IL CASO E LE POLEMICHE – È stato invitato dal parroco di un paese pugliese.

di , Il Mattino di Salerno, 27 dicembre 2003, pag. 27

Ha cominciato con il Prologo al Vangelo di Giovanni: «Venne tra la sua gente, ma i suoi non l’hanno accolto…». E ha continuato. «Quanti dei nostri fratelli e sorelle, amici e amiche, gay e lesbiche (queste parole sono ancora intrise oggi di disprezzo o di scandalo) non sono stati accolti?».

Pasquale Quaranta, studente di giornalismo e attivista dell’associazione gay «Federico Garcia Lorca» di Salerno, è stato probabilmente il primo laico, sicuramente il primo omosessuale che ha tenuto, nella notte di Natale, un’omelia dall’altare di un chiesa al posto del sacerdote.

Le consegne:
1: Quali sostantivi compaiono, nell'articolo sull'omelia di Natale, subito dopo le parole «Quanti dei nostri»?
2: Scrivi il seguito dell'articolo sull'omelia di Natale, riprendendo dopo la sua ultima frase.
Queste righe provengono da un'altra fonte.

Righe estratte:

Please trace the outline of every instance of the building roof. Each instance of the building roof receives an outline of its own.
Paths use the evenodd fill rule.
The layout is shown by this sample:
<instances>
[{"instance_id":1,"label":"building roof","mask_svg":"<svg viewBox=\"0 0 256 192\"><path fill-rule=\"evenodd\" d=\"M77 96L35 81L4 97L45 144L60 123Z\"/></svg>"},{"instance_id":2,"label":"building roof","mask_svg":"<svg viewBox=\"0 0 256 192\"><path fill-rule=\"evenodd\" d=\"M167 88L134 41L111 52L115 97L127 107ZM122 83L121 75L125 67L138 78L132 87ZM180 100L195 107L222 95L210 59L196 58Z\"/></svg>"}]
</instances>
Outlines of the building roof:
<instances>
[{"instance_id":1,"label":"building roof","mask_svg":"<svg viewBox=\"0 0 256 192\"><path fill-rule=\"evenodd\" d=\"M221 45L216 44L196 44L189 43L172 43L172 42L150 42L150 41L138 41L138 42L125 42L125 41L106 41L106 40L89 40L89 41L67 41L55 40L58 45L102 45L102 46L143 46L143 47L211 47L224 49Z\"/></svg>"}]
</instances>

--

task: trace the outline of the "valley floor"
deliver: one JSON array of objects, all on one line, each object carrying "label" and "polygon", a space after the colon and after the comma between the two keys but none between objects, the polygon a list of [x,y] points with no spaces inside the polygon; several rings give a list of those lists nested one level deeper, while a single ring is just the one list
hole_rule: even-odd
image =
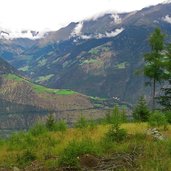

Risposte alle consegne:
1: fratelli, sorelle, amici, amiche, gay, lesbiche

2:
Uno «scandalo» senza scandali durante la messa di mezzanotte nella parrocchia di Santa Maria Assunta, a Rignano Garganico, un paese di 2000 persone che fa parte della diocesi di San Severo, in provincia di Foggia. Erano in chiesa non più di trecento persone, molti anziani, decine di giovani, quando Pasquale è stato invitato a fare l’omelia dal parroco don Fabrizio Longhi. Un sacerdote di periferia abituato però a portare nella sua parrocchia i problemi del mondo. E questa volta ha voluto invitare un giovane omosessuale.

Pasquale è arrivato a Rignano da Battipaglia, la città dove vive, insieme alla madre, Adelaide Gliorio, che da sempre lo sostiene. Poche parole dalla signora: «Vogliate bene ai vostri figli», ha detto. «Parlare della mia omosessualità – dice Pasquale, che compie 21 anni il 4 gennaio – è stato ancora più bello accanto a mia madre».

«Sono gay e sono credente», ha detto dall’ambone nella sua omelia Pasquale. E all’improvviso è stato il silenzio, seguito da un brusio. «La ragione per cui sono qui stasera è perché credo che una testimonianza possa farvi riflettere su una realtà con la quale ognuno di voi, molto probabilmente, non ha avuto ancora modo di confrontarsi nei termini di gioia, di amore, di serenità, di trasparenza». E anche il parroco che l’ha ospitato l’ha sostenuto: «Quanti qui fra voi, lo dice la statistica, hanno questo orientamento affettivo e sono costretti a nascondersi?».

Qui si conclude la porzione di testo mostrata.